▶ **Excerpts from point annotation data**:
▬▬▬
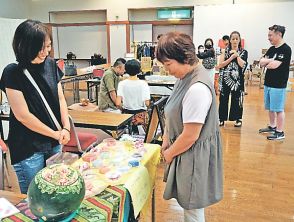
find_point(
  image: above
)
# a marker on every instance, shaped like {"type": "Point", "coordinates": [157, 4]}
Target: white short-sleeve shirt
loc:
{"type": "Point", "coordinates": [134, 93]}
{"type": "Point", "coordinates": [196, 103]}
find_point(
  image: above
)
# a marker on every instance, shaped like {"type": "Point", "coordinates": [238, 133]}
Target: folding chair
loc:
{"type": "Point", "coordinates": [156, 119]}
{"type": "Point", "coordinates": [3, 165]}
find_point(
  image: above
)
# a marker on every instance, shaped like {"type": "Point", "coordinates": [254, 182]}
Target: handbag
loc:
{"type": "Point", "coordinates": [60, 157]}
{"type": "Point", "coordinates": [28, 75]}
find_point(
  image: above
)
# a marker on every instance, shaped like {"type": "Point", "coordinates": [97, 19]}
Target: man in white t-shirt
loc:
{"type": "Point", "coordinates": [133, 94]}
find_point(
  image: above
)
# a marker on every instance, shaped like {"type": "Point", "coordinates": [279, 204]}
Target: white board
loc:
{"type": "Point", "coordinates": [117, 42]}
{"type": "Point", "coordinates": [83, 41]}
{"type": "Point", "coordinates": [251, 20]}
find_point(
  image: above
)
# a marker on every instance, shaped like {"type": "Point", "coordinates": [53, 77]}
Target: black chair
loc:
{"type": "Point", "coordinates": [156, 119]}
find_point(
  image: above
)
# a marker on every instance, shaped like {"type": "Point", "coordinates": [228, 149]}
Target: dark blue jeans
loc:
▬▬▬
▶ **BRIEF**:
Print each of the records above exactly as written, leaving no picture in the copy.

▶ **THE OUTPUT**:
find_point(
  image: above
)
# a marker on every instance, shaped like {"type": "Point", "coordinates": [157, 4]}
Target: white short-sleeve shirt
loc:
{"type": "Point", "coordinates": [134, 93]}
{"type": "Point", "coordinates": [196, 103]}
find_point(
  image: above
)
# a marker on every instance, shaped like {"type": "Point", "coordinates": [238, 133]}
Target: folding chair
loc:
{"type": "Point", "coordinates": [156, 119]}
{"type": "Point", "coordinates": [3, 165]}
find_point(
  image: above
)
# a marker on every instance, shaped like {"type": "Point", "coordinates": [254, 182]}
Target: handbag
loc:
{"type": "Point", "coordinates": [60, 157]}
{"type": "Point", "coordinates": [28, 75]}
find_point(
  image: above
)
# a marker on every instance, shaped like {"type": "Point", "coordinates": [97, 19]}
Target: man in white t-shirt
loc:
{"type": "Point", "coordinates": [133, 94]}
find_point(
  image: above
)
# a marker on every instance, shaped like {"type": "Point", "coordinates": [279, 204]}
Target: white board
loc:
{"type": "Point", "coordinates": [117, 42]}
{"type": "Point", "coordinates": [83, 41]}
{"type": "Point", "coordinates": [251, 20]}
find_point(
  image: above
)
# a marker on every instance, shaped like {"type": "Point", "coordinates": [53, 77]}
Target: black chair
loc:
{"type": "Point", "coordinates": [156, 119]}
find_point(
  image: above
)
# a marker on every instance, shaped like {"type": "Point", "coordinates": [228, 149]}
Target: dark blue jeans
loc:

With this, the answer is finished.